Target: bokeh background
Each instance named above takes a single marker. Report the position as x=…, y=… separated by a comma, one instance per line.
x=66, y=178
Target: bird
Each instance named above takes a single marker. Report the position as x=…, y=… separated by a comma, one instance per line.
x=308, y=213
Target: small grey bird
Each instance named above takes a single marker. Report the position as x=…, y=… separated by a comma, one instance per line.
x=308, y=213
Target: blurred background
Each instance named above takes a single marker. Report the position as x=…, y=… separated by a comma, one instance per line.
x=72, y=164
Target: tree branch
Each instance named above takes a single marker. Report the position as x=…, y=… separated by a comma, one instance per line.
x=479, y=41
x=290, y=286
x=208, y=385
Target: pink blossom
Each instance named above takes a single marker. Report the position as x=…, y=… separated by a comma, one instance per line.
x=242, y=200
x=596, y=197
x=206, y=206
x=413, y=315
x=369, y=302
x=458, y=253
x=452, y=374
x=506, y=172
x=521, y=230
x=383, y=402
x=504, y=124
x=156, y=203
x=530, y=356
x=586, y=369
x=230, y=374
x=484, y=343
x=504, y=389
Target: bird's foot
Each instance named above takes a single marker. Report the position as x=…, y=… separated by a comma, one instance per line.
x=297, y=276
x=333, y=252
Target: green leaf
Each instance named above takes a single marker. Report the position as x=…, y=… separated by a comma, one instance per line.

════════════════

** Stated problem **
Copy every one of the entries above line for line, changing nothing.

** Answer to the exercise **
Target: bokeh background
Each instance named above takes a single marker. Report the position as x=…, y=… separated by a comma, one instance per line.
x=66, y=178
Target: bird
Each instance named above takes a single marker. Report the position as x=…, y=… separated by a comma, one instance per line.
x=308, y=213
Target: small grey bird
Each instance named above takes a single marker. Report the position as x=…, y=… separated by a comma, one instance per line.
x=308, y=213
Target: blurred background
Each instance named above takes a single marker. Report the position as x=…, y=… separated by a comma, one instance per line.
x=72, y=164
Target: tree branch
Each instance named above takes a single marker. Report the position as x=…, y=… separated by a comma, one instance per line.
x=479, y=41
x=290, y=286
x=208, y=385
Target: pink blossom
Each instance named above takes a single marker. Report the position as x=…, y=… separated by a comma, one instance per line.
x=242, y=200
x=596, y=197
x=206, y=206
x=413, y=315
x=369, y=302
x=458, y=253
x=452, y=374
x=506, y=172
x=521, y=230
x=383, y=402
x=504, y=124
x=156, y=203
x=530, y=356
x=586, y=369
x=230, y=374
x=484, y=343
x=504, y=389
Target: bird's foot
Each instance named above takes a single marker. Report the position as x=…, y=… separated by a comma, one instance per line.
x=297, y=276
x=333, y=252
Target: green leaf
Each instance named above takes a single marker. Report the position as x=…, y=… separated by a comma, one instance per line.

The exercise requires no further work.